Once you find the line with "Mark every instance of the tree" in the data that follows, repeat it and every line after it exactly, through the line with "Mark every instance of the green foliage".

-*-*-

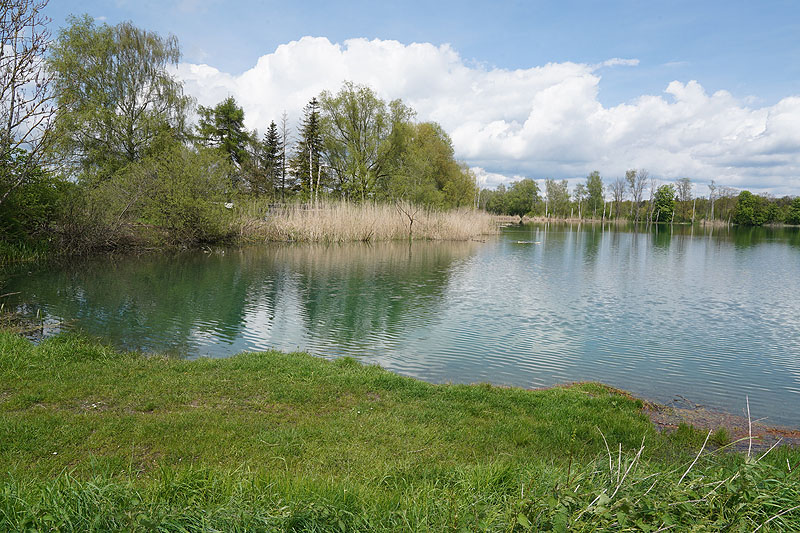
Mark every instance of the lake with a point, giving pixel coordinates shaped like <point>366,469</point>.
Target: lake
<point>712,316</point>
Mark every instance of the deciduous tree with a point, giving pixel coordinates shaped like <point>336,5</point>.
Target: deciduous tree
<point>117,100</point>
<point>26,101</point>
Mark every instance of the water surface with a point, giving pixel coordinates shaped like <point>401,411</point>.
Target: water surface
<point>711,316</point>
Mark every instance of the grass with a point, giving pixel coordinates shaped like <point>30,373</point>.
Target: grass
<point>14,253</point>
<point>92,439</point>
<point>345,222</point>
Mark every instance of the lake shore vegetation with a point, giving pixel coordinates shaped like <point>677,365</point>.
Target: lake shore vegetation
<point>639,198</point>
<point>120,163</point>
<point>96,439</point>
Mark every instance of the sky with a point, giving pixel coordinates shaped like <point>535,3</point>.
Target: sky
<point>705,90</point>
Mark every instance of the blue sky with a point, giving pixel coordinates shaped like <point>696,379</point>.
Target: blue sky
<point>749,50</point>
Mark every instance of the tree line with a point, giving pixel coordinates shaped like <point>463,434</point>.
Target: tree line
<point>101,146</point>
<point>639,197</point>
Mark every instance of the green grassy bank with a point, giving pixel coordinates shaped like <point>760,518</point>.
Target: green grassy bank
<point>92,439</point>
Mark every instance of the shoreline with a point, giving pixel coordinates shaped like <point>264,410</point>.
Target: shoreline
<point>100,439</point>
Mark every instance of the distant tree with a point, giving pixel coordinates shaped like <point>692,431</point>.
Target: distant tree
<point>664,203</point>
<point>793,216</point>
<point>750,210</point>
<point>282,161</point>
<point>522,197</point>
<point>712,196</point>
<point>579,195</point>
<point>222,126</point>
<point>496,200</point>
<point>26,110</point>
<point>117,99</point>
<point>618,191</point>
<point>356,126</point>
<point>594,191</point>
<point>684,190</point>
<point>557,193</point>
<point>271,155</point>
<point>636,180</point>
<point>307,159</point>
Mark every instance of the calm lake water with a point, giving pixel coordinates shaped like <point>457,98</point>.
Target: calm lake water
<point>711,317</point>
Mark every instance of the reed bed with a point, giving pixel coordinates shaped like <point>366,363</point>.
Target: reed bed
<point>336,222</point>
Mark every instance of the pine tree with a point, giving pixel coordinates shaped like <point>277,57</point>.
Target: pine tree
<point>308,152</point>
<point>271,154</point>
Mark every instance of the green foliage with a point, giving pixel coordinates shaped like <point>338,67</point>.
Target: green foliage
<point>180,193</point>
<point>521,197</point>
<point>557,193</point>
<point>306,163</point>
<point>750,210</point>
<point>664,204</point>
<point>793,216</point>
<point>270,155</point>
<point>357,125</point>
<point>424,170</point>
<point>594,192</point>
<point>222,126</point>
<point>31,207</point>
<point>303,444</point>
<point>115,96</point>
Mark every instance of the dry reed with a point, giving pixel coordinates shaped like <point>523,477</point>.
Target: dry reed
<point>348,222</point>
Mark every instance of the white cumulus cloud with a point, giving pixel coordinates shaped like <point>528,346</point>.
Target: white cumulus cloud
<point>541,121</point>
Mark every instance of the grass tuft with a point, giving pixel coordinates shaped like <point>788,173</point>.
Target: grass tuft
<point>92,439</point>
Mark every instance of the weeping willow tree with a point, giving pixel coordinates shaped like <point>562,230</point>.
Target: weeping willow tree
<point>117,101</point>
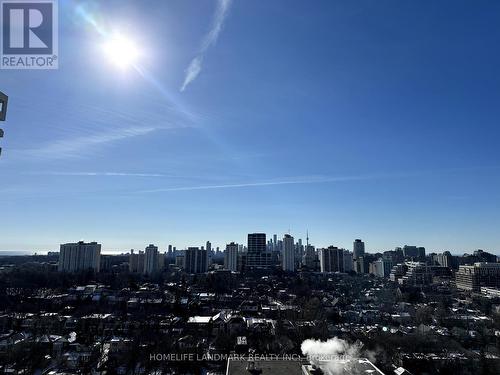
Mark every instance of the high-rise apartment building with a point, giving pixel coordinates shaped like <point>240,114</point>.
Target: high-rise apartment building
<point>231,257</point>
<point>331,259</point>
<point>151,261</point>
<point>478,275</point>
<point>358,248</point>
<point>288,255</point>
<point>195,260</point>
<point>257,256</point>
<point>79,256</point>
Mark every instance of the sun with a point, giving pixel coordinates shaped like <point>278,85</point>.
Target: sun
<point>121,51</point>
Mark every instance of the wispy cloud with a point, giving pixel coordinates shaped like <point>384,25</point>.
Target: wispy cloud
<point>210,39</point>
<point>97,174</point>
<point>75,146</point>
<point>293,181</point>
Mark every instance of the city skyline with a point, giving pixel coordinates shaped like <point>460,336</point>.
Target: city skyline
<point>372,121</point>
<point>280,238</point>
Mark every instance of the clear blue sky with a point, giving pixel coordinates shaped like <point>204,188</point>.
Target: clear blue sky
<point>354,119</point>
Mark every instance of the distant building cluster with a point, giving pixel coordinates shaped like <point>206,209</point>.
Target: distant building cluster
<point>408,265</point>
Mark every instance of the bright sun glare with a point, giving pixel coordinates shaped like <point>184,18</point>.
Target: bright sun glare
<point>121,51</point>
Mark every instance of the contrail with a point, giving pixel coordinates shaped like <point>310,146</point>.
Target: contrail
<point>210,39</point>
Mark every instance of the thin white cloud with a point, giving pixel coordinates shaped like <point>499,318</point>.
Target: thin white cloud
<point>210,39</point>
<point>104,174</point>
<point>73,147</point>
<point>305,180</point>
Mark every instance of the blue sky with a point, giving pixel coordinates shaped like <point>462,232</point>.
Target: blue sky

-*-*-

**SOLVED EXERCISE:**
Mark every instance of the tree line with a point, giving pixel coordinates shaped like <point>463,434</point>.
Target: tree line
<point>101,146</point>
<point>639,197</point>
Mark every instance of the green grassy bank with a point, giving pixel coordinates shaped like <point>760,518</point>.
Target: green grassy bank
<point>92,439</point>
Mark every instance of the shoreline with a point, giving pixel coordinates shaped like <point>264,410</point>.
Target: shoreline
<point>100,439</point>
Mark every instance of the distant tree with a point, giving pixel coordinates shaped like <point>692,431</point>.
Target: distant tree
<point>664,203</point>
<point>793,216</point>
<point>750,210</point>
<point>282,161</point>
<point>522,197</point>
<point>712,196</point>
<point>579,195</point>
<point>222,126</point>
<point>496,200</point>
<point>26,110</point>
<point>117,99</point>
<point>618,191</point>
<point>356,126</point>
<point>594,191</point>
<point>684,190</point>
<point>557,193</point>
<point>271,155</point>
<point>636,180</point>
<point>307,159</point>
Mark every instance of the calm lake water with a point, giving pixel coordinates shaped like <point>457,98</point>.
Target: calm lake water
<point>711,317</point>
Mark every instance of the reed bed with a point, giving pixel coordinates shaped like <point>366,363</point>.
Target: reed bed
<point>336,222</point>
Mark every instance of the pine tree with a point, giving pixel coordinates shaped like <point>277,57</point>.
Target: pine tree
<point>308,152</point>
<point>271,154</point>
Mark every instance of the green foliage with a point, giving pixel coordinates shaped like <point>338,67</point>.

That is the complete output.